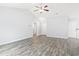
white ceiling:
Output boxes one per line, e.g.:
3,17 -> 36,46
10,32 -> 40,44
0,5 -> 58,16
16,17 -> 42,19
0,3 -> 79,17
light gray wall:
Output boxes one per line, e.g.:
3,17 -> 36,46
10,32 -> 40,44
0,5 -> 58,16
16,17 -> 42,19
0,6 -> 34,44
47,16 -> 68,38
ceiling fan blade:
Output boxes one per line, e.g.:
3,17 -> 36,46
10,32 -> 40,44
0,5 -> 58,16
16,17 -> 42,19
44,9 -> 49,11
44,5 -> 48,8
35,6 -> 40,8
34,9 -> 38,12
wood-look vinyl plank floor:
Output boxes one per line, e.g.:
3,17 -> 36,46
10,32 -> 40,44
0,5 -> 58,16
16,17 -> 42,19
0,36 -> 79,56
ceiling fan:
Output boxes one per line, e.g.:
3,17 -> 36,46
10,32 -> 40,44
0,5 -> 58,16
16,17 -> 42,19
34,4 -> 49,13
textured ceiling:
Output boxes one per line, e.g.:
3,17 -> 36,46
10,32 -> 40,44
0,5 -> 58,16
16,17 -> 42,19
0,3 -> 79,17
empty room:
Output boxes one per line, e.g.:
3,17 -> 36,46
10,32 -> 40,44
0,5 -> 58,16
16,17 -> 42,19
0,3 -> 79,56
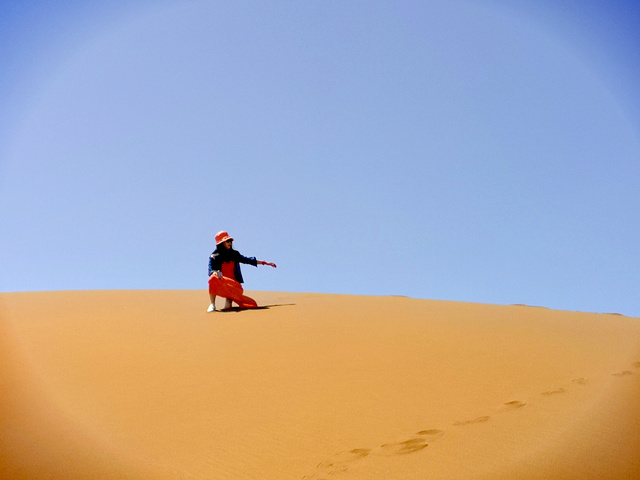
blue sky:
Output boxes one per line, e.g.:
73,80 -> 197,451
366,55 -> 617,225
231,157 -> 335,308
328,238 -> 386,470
0,0 -> 640,316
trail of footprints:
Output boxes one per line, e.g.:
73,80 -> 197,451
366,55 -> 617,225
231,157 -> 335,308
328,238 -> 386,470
302,362 -> 640,480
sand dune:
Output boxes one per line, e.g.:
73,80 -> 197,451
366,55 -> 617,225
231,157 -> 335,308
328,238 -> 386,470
0,290 -> 640,480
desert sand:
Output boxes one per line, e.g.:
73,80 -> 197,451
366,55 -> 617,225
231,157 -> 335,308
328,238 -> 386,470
0,290 -> 640,480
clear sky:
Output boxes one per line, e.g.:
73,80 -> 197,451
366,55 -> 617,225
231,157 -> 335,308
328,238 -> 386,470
0,0 -> 640,316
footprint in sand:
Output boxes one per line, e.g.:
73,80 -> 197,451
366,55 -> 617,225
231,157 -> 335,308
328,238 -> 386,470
416,428 -> 444,440
318,448 -> 371,473
542,388 -> 566,397
454,416 -> 491,426
373,438 -> 429,457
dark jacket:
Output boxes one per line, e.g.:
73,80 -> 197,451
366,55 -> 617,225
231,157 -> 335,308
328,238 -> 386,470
209,247 -> 258,283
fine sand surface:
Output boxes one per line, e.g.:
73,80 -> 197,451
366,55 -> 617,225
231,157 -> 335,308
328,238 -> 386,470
0,290 -> 640,480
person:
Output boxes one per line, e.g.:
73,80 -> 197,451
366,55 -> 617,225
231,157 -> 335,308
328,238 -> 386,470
207,230 -> 276,312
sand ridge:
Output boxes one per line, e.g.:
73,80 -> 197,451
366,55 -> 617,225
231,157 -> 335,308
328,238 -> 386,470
0,291 -> 640,480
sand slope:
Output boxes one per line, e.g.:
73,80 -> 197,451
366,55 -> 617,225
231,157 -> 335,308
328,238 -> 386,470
0,291 -> 640,480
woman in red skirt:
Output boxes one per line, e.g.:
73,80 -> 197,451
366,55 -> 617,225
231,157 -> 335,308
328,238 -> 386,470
207,231 -> 276,312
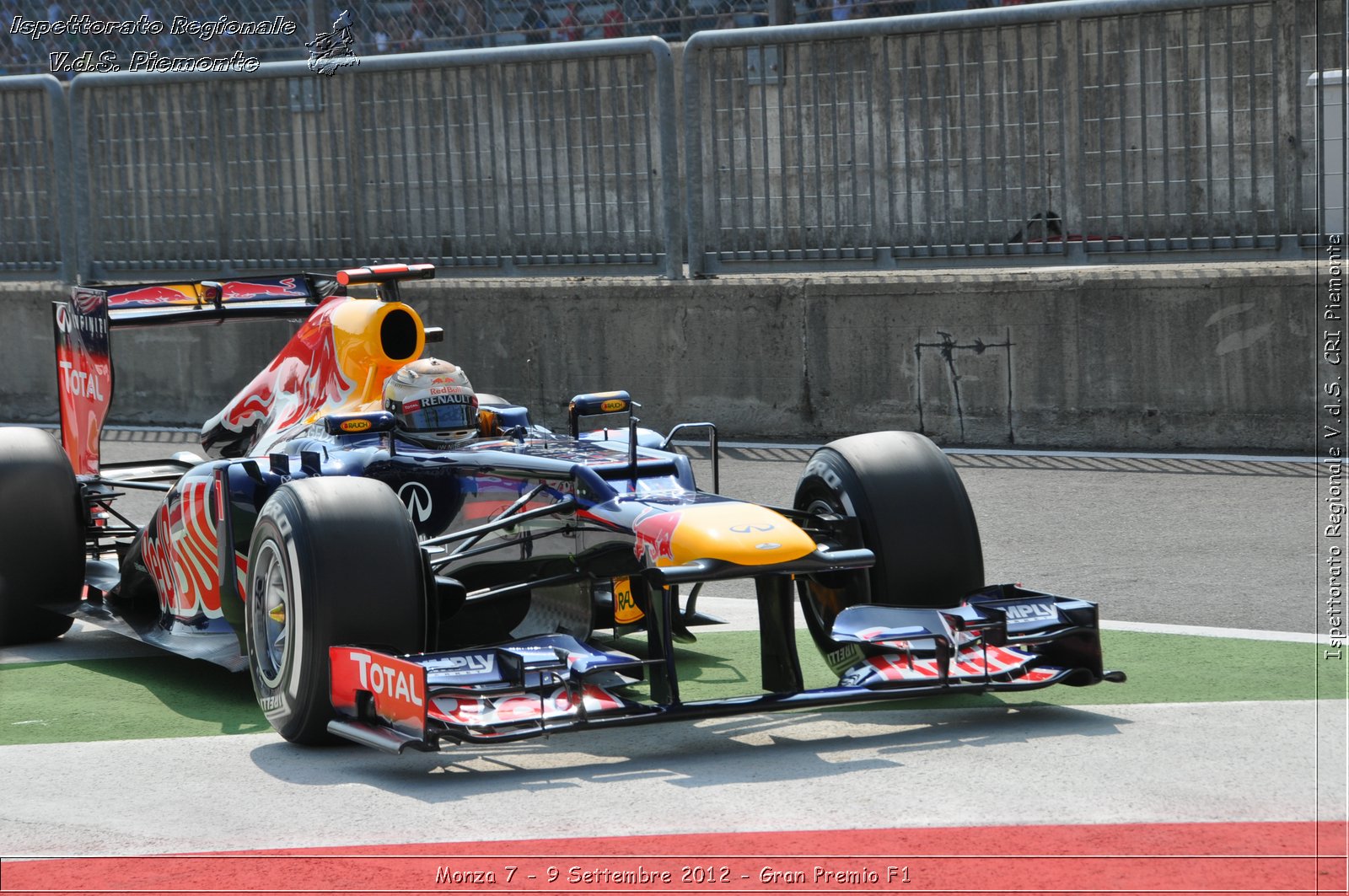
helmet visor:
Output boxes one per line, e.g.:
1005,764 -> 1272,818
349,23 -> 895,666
402,395 -> 477,432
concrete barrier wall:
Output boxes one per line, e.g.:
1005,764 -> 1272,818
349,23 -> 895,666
0,262 -> 1319,452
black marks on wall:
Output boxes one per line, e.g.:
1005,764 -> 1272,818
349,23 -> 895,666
913,328 -> 1016,445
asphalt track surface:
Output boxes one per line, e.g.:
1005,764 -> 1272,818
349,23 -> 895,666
0,432 -> 1349,893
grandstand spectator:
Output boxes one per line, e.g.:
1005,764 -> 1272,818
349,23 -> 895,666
599,0 -> 625,38
557,0 -> 585,40
519,0 -> 551,43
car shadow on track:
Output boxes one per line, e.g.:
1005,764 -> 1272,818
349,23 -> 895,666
252,703 -> 1129,804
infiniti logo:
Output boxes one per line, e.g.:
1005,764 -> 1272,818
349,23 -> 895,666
398,482 -> 430,523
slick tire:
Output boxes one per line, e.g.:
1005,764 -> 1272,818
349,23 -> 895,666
793,432 -> 983,649
0,427 -> 85,647
245,476 -> 427,743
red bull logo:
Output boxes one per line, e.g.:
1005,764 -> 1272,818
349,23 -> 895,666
223,276 -> 309,303
108,283 -> 197,308
217,303 -> 355,432
632,510 -> 683,566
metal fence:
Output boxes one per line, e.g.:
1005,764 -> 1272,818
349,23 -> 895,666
70,38 -> 683,279
0,76 -> 73,279
684,0 -> 1345,276
0,0 -> 1349,279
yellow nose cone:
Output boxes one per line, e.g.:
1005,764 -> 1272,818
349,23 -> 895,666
634,501 -> 814,566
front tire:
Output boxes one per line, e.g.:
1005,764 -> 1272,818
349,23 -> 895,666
245,476 -> 427,743
793,432 -> 983,651
0,427 -> 85,647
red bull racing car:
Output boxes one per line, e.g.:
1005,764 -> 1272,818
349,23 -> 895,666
0,265 -> 1124,753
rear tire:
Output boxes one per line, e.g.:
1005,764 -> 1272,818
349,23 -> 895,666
245,476 -> 427,743
0,427 -> 85,645
793,432 -> 983,651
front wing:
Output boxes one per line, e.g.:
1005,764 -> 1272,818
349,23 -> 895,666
328,586 -> 1125,753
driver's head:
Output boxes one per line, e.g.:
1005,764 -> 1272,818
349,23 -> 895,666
384,357 -> 477,448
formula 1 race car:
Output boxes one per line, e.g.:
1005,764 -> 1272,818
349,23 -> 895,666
0,265 -> 1124,753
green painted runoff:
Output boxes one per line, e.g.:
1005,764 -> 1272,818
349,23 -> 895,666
0,631 -> 1346,745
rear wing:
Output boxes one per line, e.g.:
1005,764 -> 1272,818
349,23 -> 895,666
99,274 -> 334,326
54,265 -> 440,476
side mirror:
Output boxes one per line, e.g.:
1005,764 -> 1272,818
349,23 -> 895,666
567,390 -> 634,438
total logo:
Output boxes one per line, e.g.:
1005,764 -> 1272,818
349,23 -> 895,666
351,651 -> 422,706
398,482 -> 432,523
58,360 -> 106,400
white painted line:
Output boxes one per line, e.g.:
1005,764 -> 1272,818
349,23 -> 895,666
696,441 -> 1322,464
0,700 -> 1345,856
0,595 -> 1330,665
0,422 -> 1326,464
693,595 -> 1330,644
1101,620 -> 1330,644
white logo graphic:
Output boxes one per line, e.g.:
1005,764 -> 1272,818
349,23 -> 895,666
398,482 -> 430,523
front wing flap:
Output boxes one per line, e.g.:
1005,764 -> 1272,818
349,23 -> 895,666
328,586 -> 1125,753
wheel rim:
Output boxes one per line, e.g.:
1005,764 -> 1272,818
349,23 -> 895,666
248,541 -> 292,688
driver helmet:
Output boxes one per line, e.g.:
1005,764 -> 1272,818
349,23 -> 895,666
384,357 -> 477,448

What the task asks
Reproduce all of the lines above, replacing each occurrence of "Output boxes one per line" with "Give one box per line" and leaving everything else unchanged. Omit the pictures from your answer.

Task solution
white ceiling:
Give one box per line, e.g.:
3,17 -> 36,46
10,32 -> 40,44
0,5 -> 58,16
16,17 -> 42,19
0,3 -> 79,17
light gray wall:
Give one box per line, e.g.:
3,17 -> 36,46
10,32 -> 40,44
0,5 -> 58,16
16,17 -> 42,19
0,6 -> 34,44
47,16 -> 68,38
ceiling fan blade:
Give one box per line, e.g.:
3,17 -> 36,46
10,32 -> 40,44
0,5 -> 58,16
16,17 -> 42,19
44,9 -> 49,11
44,5 -> 48,8
35,6 -> 40,8
34,9 -> 38,12
wood-look vinyl plank floor:
Give one box per line, e.g.:
3,17 -> 36,46
10,32 -> 40,44
0,5 -> 58,16
16,17 -> 42,19
0,36 -> 79,56
ceiling fan:
Give one box per line, e.g.:
3,17 -> 36,46
10,32 -> 40,44
0,5 -> 58,16
16,17 -> 42,19
34,4 -> 49,13
textured ceiling:
Give one box per line, e.g.:
3,17 -> 36,46
10,32 -> 40,44
0,5 -> 58,16
16,17 -> 42,19
0,3 -> 79,17
empty room:
Give one box per line, e.g.:
3,17 -> 36,46
10,32 -> 40,44
0,5 -> 58,16
16,17 -> 42,19
0,3 -> 79,56
blue sky:
Give one box per line, e.g.:
73,80 -> 197,451
366,55 -> 617,225
231,157 -> 335,308
328,238 -> 386,470
0,0 -> 640,316
trail of footprints:
Give one box per line, e.g.:
73,80 -> 197,451
366,55 -> 617,225
231,157 -> 335,308
328,238 -> 386,470
302,362 -> 640,480
sand dune:
Give one box per line, e.g.:
73,80 -> 197,451
366,55 -> 617,225
231,157 -> 335,308
328,238 -> 386,470
0,290 -> 640,480
desert sand:
Give one box per line, e.g.:
73,80 -> 197,451
366,55 -> 617,225
231,157 -> 335,308
328,238 -> 386,470
0,290 -> 640,480
clear sky:
Give one box per line, e.g.:
73,80 -> 197,451
366,55 -> 617,225
231,157 -> 335,308
328,238 -> 386,470
0,0 -> 640,316
footprint in sand:
Give one box per line, e.g.:
73,80 -> 197,451
366,55 -> 617,225
231,157 -> 335,308
328,238 -> 386,470
416,428 -> 444,440
318,448 -> 371,473
542,388 -> 566,397
454,416 -> 491,426
373,438 -> 429,457
dark jacket:
Give one box per line, e.g.:
73,80 -> 197,451
366,55 -> 617,225
231,157 -> 335,308
328,238 -> 386,470
209,247 -> 258,283
fine sand surface:
Give one box per line, e.g.:
73,80 -> 197,451
366,55 -> 617,225
231,157 -> 335,308
328,238 -> 386,470
0,290 -> 640,480
person:
Give one box per line, e.g.:
73,80 -> 197,451
366,55 -> 617,225
231,157 -> 335,308
328,238 -> 386,470
207,230 -> 276,312
sand ridge:
Give one box per line, e.g.:
73,80 -> 197,451
366,55 -> 617,225
231,157 -> 335,308
328,238 -> 386,470
0,291 -> 640,480
sand slope:
Give one box per line, e.g.:
73,80 -> 197,451
366,55 -> 617,225
231,157 -> 335,308
328,238 -> 386,470
0,291 -> 640,480
woman in red skirt:
Give one box per line, e.g.:
73,80 -> 197,451
366,55 -> 617,225
231,157 -> 335,308
328,238 -> 386,470
207,231 -> 276,312
helmet visor:
Give one box per line, e.g.:
1005,764 -> 1272,818
349,23 -> 895,666
402,395 -> 477,432
concrete barrier wall:
Give one box per line, e.g.:
1005,764 -> 1272,818
349,23 -> 895,666
0,262 -> 1319,452
black marks on wall:
Give one box per line, e.g.:
1005,764 -> 1272,818
349,23 -> 895,666
913,328 -> 1016,445
asphalt track surface:
Give one box per line, e.g.:
1005,764 -> 1272,818
349,23 -> 895,666
0,432 -> 1349,893
grandstand spectator:
Give one box per line, e.g.:
1005,764 -> 1272,818
349,23 -> 895,666
599,0 -> 625,38
557,0 -> 585,40
519,0 -> 551,43
car shadow on track:
Give one box per line, e.g.:
1005,764 -> 1272,818
349,23 -> 895,666
252,703 -> 1129,804
infiniti logo:
Give one box per line, e.g.:
1005,764 -> 1272,818
349,23 -> 895,666
398,482 -> 430,523
slick tire:
Give one box per line, e.g.:
1005,764 -> 1272,818
349,23 -> 895,666
793,432 -> 983,649
0,427 -> 85,647
245,476 -> 427,743
red bull logo:
Give one box per line, e.g.:
1005,764 -> 1272,818
349,23 -> 895,666
223,276 -> 309,303
108,283 -> 197,308
217,303 -> 355,432
632,510 -> 683,566
metal fence:
Give one box per line, e.g.:
1005,764 -> 1272,818
349,23 -> 895,666
70,38 -> 683,279
0,76 -> 73,279
684,0 -> 1345,276
0,0 -> 1349,279
yellow nose cone:
Give one box per line, e.g.:
1005,764 -> 1272,818
349,23 -> 895,666
634,501 -> 814,566
front tire:
Give one box per line, e.g.:
1005,764 -> 1272,818
349,23 -> 895,666
245,476 -> 427,743
793,432 -> 983,651
0,427 -> 85,647
red bull racing car:
Give one box per line, e.g.:
1005,764 -> 1272,818
349,23 -> 895,666
0,265 -> 1124,753
rear tire:
Give one box per line, e.g.:
1005,764 -> 1272,818
349,23 -> 895,666
245,476 -> 427,743
0,427 -> 85,645
793,432 -> 983,651
front wing:
Give one box per line, e.g.:
1005,764 -> 1272,818
349,23 -> 895,666
328,586 -> 1125,753
driver's head:
Give one box per line, e.g.:
1005,764 -> 1272,818
349,23 -> 895,666
384,357 -> 477,448
formula 1 race car:
Give one box per line, e.g.:
1005,764 -> 1272,818
349,23 -> 895,666
0,265 -> 1124,753
green painted runoff:
Give one box per line, e.g.:
1005,764 -> 1272,818
349,23 -> 895,666
0,631 -> 1346,745
rear wing:
Give one box per line, e.g.:
1005,764 -> 1272,818
349,23 -> 895,666
99,274 -> 334,326
54,265 -> 440,476
side mirror:
Give one box per line, e.g.:
1005,764 -> 1272,818
349,23 -> 895,666
567,390 -> 634,438
total logo:
Give one box per line, e.g.:
1005,764 -> 1272,818
349,23 -> 895,666
351,651 -> 422,706
398,482 -> 432,523
58,360 -> 106,400
white painted line:
Give one box per line, e.g.:
1005,764 -> 1272,818
349,23 -> 895,666
696,441 -> 1322,464
0,700 -> 1345,856
0,595 -> 1330,665
0,422 -> 1326,464
693,595 -> 1330,644
1101,620 -> 1330,644
white logo graphic:
Give one box per line, e.g.:
1005,764 -> 1272,818
349,23 -> 895,666
398,482 -> 430,523
front wing flap:
Give one box per line, e.g.:
1005,764 -> 1272,818
349,23 -> 895,666
328,586 -> 1125,753
wheel rim:
Give one box per line, e.g.:
1005,764 -> 1272,818
349,23 -> 895,666
248,541 -> 292,688
driver helmet:
Give one box per line, e.g.:
1005,764 -> 1272,818
349,23 -> 895,666
384,357 -> 477,448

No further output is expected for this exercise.